* _Written exercise_
Copy exactly, and only, the lines from the line containing "Q: report a point for each instance of the green" through the last line of the records below, both included.

(Coordinate annotation records)

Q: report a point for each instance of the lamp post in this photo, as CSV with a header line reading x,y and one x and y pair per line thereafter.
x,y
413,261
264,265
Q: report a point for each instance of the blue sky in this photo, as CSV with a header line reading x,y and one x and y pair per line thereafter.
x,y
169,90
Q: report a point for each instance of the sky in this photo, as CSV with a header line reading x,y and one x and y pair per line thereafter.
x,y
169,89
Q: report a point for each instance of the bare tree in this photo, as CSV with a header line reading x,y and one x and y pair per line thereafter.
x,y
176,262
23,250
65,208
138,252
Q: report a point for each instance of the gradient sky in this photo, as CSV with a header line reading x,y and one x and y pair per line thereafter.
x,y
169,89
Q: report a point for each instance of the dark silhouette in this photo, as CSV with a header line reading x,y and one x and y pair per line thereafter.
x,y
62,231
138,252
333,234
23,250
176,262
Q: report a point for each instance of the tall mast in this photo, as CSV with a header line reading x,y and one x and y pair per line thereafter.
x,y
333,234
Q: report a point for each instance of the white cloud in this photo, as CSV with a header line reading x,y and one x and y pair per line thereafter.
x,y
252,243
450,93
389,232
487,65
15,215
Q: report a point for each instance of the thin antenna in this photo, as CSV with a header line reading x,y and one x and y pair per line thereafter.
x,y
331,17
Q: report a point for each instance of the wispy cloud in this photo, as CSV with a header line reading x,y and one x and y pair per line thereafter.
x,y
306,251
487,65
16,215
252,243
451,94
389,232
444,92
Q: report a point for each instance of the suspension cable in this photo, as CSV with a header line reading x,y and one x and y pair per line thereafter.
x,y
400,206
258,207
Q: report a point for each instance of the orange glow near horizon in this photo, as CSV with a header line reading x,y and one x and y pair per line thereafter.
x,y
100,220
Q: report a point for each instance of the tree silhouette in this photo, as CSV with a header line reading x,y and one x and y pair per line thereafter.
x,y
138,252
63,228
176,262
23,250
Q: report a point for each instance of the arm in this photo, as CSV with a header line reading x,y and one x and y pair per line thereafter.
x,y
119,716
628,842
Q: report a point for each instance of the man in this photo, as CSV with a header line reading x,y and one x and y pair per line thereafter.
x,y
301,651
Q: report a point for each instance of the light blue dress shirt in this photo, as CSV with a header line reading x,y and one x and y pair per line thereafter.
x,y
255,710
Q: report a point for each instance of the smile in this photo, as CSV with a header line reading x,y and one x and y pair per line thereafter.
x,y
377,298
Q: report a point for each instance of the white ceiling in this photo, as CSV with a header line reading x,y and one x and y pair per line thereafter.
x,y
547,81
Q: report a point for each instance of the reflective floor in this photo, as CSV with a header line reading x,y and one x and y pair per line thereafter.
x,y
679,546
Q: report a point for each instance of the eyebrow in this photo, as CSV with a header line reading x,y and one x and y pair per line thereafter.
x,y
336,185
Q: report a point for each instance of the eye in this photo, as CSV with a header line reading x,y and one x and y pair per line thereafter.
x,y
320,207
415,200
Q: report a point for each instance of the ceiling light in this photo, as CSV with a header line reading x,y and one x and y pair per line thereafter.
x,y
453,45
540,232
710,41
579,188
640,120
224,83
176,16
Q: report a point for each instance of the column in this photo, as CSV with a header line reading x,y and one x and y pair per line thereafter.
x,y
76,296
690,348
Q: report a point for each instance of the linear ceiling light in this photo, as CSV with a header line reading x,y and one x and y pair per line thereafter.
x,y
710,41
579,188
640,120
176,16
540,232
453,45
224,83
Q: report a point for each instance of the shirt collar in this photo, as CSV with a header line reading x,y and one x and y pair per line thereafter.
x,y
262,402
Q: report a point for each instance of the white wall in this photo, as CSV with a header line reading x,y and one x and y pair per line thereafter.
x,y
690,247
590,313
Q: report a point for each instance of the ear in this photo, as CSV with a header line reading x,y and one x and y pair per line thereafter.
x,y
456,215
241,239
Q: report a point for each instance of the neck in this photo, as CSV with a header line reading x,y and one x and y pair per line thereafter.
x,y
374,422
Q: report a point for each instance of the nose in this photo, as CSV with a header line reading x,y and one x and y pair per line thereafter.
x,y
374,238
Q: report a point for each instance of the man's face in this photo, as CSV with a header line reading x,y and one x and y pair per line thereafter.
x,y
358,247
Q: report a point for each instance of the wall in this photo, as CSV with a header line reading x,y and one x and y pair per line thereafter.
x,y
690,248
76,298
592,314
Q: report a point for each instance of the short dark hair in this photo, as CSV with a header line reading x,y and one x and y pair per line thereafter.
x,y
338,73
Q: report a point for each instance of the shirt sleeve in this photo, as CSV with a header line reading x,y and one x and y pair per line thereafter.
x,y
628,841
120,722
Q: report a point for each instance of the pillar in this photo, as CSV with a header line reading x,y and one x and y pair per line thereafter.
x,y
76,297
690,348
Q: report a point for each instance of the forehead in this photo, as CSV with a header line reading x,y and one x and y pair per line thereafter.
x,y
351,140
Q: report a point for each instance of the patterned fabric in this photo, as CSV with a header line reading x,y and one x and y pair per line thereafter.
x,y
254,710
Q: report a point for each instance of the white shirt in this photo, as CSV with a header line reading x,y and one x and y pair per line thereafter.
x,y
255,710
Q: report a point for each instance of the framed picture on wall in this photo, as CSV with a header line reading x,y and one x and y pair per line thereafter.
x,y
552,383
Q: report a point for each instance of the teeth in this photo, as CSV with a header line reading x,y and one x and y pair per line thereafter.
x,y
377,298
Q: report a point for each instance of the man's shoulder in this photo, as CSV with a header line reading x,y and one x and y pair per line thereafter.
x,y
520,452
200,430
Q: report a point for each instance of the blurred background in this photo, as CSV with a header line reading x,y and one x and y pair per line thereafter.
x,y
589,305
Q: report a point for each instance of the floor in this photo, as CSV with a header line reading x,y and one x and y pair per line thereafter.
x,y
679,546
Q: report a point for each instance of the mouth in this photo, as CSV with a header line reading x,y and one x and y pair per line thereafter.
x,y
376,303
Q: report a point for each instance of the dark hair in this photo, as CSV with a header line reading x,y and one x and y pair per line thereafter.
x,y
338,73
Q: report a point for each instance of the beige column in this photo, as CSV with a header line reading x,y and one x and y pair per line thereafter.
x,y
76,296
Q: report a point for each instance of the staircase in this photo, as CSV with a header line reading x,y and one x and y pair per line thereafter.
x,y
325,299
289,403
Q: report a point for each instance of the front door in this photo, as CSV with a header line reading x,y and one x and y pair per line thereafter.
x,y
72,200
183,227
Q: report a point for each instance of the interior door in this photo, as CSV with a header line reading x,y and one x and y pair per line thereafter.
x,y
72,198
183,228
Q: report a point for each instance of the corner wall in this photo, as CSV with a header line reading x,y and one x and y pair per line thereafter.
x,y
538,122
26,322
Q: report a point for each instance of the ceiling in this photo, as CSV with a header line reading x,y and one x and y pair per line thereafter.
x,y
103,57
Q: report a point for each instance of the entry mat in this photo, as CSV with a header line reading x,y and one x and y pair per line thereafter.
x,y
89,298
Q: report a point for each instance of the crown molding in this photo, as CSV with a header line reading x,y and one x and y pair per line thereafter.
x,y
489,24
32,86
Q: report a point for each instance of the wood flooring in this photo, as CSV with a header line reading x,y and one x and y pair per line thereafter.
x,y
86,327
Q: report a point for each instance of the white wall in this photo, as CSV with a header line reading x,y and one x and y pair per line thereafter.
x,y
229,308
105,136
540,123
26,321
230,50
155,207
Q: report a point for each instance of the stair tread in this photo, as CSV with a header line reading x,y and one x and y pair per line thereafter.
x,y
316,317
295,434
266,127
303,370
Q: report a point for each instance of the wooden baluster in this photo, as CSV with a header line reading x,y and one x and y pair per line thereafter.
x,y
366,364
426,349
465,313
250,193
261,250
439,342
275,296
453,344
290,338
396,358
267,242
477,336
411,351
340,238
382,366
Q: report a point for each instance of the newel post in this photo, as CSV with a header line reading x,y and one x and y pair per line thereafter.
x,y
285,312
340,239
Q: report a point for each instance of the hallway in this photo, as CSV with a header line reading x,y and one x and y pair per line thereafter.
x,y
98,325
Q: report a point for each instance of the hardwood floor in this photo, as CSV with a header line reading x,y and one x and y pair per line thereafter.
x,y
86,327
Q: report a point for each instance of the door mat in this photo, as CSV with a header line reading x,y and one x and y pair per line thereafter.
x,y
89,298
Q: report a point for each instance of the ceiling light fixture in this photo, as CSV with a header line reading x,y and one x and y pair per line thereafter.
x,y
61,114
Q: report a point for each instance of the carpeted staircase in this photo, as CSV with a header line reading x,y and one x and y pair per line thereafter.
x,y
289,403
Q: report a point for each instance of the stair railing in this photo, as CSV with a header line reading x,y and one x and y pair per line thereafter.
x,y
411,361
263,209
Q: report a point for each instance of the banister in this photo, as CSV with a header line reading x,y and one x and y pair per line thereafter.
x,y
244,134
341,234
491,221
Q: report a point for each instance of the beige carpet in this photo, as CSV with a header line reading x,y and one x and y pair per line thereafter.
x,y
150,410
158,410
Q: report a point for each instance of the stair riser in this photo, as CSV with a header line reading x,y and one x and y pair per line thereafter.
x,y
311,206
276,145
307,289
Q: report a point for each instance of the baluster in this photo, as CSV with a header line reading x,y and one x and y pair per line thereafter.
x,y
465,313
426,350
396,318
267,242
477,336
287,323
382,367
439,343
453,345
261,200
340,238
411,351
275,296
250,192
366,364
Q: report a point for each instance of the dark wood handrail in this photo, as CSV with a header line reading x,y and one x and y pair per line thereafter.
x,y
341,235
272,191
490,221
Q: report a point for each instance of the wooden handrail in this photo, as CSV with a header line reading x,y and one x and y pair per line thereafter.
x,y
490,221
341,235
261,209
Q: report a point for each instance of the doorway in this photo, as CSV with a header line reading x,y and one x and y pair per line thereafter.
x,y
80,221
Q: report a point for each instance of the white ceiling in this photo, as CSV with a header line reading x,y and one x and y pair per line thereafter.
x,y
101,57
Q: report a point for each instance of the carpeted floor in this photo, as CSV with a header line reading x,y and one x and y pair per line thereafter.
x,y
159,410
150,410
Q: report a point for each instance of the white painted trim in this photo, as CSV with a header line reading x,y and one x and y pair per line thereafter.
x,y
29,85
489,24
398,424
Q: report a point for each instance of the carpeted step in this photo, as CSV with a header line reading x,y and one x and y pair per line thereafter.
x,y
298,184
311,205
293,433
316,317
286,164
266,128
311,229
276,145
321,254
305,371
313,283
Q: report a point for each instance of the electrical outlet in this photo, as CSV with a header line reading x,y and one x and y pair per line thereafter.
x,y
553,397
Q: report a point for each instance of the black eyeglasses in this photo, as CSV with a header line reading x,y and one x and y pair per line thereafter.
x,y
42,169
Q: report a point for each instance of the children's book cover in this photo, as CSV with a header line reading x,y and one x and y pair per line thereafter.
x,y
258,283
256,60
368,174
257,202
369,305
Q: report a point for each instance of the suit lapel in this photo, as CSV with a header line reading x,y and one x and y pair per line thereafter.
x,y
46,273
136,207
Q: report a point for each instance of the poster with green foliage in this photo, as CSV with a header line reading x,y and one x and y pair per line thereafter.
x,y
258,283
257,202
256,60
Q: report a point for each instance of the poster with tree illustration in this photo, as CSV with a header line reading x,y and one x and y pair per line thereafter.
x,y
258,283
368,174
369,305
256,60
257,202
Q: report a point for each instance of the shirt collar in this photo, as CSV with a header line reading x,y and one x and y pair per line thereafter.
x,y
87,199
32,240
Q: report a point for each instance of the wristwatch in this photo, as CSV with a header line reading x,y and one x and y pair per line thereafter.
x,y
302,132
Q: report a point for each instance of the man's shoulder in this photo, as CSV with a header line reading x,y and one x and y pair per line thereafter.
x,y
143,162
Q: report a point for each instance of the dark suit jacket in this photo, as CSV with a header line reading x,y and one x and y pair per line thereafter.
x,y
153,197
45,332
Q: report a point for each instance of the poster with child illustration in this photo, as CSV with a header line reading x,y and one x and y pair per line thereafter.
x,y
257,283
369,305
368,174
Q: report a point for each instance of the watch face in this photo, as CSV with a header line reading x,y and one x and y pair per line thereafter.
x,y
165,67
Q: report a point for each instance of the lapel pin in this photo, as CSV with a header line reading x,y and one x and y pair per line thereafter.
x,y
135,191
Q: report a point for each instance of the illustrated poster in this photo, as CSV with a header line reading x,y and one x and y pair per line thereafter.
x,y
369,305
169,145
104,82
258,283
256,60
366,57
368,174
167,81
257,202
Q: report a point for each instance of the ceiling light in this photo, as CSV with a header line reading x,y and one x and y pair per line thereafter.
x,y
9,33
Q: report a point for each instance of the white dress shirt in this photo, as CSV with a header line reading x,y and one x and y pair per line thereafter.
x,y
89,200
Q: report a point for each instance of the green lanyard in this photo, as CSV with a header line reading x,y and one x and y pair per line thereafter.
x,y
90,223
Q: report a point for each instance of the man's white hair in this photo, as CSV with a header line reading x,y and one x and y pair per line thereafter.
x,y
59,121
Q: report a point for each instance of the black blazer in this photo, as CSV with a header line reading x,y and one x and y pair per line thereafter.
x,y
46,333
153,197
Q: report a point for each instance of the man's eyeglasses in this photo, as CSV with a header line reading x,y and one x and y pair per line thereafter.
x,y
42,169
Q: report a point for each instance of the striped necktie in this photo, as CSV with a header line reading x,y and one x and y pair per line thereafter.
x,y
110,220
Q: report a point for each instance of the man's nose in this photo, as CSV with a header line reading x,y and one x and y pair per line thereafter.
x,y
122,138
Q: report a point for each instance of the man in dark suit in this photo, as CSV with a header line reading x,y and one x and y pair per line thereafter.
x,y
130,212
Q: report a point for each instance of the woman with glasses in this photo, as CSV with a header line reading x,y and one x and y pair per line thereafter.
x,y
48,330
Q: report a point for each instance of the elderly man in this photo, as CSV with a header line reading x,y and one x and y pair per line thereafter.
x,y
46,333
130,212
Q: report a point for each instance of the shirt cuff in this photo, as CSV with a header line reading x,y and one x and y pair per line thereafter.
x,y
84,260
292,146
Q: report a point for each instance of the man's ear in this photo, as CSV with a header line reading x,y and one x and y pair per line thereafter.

* _Answer for the task_
Q: report a point for each instance of the green lanyard in this photo, as CSV with a header line reading x,y and one x and y pair per line thereafter.
x,y
90,223
Q: report a point for each instance of the man's white hair in this photo, as CSV with a header line reading x,y and one x and y pair per line thereafter.
x,y
59,121
Q: report a point for each instance of the black blazer in this photo, as CSV with a header line reading x,y and one x and y pair per line thereafter.
x,y
46,333
153,197
Q: report a point for each instance of the man's eyeglasses in this photo, as CSV with a header line reading x,y and one x and y pair per line thereafter.
x,y
42,169
Q: report a point for each instance of the striped necktie in this photo, as CSV with a header line reading x,y and one x and y pair per line thereafter.
x,y
110,220
Q: report a point for each instance of the man's nose in this photo, as CSV with a header line reading x,y and one x and y pair per line thereafter.
x,y
122,138
Q: report a point for each instance of the man in dark suit in this photo, as CSV with a header line reading x,y and one x and y pair per line thereafter.
x,y
130,212
Q: report a point for each instance of the woman with glasses in this photo, as CSV with a header line reading x,y and one x and y pair per line thereafter.
x,y
48,330
Q: report a point for each instance of the elderly man in this photo, as CSV with a header line reading x,y and one x and y pair per line thereafter.
x,y
46,333
130,212
Q: report a point for each instance of the shirt cuff in this photo, as CSV with a header line reading x,y and one x and y pair per line thereafter.
x,y
84,260
292,146
Q: report a point for each instance of the man's ear in this photo, as CSV with a header line reading x,y and one x and y pair per line thereafter.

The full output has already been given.